## Start Given data
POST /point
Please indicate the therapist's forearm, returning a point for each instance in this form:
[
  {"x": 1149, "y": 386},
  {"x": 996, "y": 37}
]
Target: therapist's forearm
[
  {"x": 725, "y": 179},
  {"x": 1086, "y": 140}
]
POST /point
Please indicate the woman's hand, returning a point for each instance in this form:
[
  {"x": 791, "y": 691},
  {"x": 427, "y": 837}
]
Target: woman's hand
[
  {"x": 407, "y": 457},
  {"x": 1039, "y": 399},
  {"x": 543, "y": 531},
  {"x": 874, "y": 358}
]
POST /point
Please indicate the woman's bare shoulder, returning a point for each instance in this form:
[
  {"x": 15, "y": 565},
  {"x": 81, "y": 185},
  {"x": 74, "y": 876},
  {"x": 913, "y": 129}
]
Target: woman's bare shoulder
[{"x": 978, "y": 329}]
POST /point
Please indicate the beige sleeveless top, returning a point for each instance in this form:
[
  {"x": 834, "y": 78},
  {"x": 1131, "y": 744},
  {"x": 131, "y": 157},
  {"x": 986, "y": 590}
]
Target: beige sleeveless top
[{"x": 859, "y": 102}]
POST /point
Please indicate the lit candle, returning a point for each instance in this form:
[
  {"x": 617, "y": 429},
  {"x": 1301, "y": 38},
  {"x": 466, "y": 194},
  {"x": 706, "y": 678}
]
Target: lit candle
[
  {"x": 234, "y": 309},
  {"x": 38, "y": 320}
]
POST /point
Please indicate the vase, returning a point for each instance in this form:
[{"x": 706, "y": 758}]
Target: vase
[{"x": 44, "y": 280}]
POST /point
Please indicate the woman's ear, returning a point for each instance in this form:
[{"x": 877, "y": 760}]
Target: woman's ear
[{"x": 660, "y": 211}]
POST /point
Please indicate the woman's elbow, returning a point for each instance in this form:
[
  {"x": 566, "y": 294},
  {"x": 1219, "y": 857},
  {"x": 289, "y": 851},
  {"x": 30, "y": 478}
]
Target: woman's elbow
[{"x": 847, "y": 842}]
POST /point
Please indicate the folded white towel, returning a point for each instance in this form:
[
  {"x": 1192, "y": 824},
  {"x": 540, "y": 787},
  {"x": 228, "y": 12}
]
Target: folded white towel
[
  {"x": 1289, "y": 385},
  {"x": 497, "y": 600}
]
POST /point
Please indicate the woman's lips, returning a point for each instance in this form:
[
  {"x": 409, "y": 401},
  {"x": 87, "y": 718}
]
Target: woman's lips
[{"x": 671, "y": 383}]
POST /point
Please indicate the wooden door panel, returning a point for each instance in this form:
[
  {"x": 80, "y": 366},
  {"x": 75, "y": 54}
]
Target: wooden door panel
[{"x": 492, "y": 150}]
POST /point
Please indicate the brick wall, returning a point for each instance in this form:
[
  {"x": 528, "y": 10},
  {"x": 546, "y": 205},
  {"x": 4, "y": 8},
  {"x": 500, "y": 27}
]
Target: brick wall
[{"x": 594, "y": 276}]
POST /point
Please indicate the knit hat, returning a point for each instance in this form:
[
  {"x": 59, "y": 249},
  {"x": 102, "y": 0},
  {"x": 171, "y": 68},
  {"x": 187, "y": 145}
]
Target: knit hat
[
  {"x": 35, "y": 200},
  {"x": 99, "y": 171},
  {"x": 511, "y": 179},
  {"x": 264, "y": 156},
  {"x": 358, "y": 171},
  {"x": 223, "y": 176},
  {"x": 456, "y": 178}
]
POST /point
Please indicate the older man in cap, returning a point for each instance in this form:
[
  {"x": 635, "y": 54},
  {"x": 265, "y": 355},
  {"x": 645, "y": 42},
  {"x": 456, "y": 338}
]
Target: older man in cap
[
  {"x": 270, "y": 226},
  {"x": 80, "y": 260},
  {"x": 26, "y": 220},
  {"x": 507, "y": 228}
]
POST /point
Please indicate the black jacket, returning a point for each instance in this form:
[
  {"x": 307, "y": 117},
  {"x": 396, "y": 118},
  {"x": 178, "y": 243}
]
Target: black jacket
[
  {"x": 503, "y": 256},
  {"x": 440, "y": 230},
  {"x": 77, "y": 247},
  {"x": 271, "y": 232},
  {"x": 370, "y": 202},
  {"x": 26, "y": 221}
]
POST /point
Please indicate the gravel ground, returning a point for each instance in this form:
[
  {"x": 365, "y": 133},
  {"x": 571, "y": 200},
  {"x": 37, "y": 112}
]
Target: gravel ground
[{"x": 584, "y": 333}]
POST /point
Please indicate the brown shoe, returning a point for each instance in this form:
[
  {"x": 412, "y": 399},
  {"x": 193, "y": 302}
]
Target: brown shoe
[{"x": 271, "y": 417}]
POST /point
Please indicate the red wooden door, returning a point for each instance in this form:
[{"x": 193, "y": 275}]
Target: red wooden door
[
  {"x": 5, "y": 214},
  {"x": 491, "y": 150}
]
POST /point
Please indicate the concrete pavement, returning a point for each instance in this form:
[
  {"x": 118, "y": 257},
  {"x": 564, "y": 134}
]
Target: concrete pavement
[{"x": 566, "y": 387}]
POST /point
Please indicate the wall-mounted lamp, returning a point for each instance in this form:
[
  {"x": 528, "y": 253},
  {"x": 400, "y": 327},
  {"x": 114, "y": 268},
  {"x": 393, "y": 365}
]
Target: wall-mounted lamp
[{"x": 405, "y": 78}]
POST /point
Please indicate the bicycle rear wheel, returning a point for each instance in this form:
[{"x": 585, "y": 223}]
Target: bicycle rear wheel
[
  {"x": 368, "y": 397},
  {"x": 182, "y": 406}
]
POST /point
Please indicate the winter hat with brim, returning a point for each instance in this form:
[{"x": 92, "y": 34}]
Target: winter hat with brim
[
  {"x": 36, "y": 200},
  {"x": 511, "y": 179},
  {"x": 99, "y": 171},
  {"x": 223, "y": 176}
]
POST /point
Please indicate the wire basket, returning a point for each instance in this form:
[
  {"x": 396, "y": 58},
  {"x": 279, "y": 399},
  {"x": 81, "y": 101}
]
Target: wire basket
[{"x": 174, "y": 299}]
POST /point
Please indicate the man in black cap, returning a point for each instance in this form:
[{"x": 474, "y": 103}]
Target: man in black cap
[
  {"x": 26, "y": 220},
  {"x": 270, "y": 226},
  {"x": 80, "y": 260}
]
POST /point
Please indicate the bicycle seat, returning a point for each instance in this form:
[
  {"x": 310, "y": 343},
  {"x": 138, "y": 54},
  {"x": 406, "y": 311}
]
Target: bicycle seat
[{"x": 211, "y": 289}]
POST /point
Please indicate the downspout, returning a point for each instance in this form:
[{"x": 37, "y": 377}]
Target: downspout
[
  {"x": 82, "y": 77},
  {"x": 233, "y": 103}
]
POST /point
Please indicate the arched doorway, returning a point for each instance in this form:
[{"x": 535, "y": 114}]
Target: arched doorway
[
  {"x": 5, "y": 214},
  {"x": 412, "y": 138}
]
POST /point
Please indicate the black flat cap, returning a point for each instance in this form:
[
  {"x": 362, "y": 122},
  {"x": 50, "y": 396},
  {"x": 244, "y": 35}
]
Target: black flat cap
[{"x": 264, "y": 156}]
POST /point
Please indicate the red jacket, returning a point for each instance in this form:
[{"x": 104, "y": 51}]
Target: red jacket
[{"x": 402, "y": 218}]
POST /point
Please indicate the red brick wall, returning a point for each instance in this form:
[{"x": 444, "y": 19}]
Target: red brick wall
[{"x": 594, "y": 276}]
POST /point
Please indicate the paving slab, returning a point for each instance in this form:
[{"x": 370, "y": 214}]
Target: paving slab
## End Given data
Work instructions:
Select every line of the items above that contains the string "wire", treating case as significant, and copy each such line.

Result below:
Please indicate the wire basket, returning a point for each instance in this form:
Target: wire basket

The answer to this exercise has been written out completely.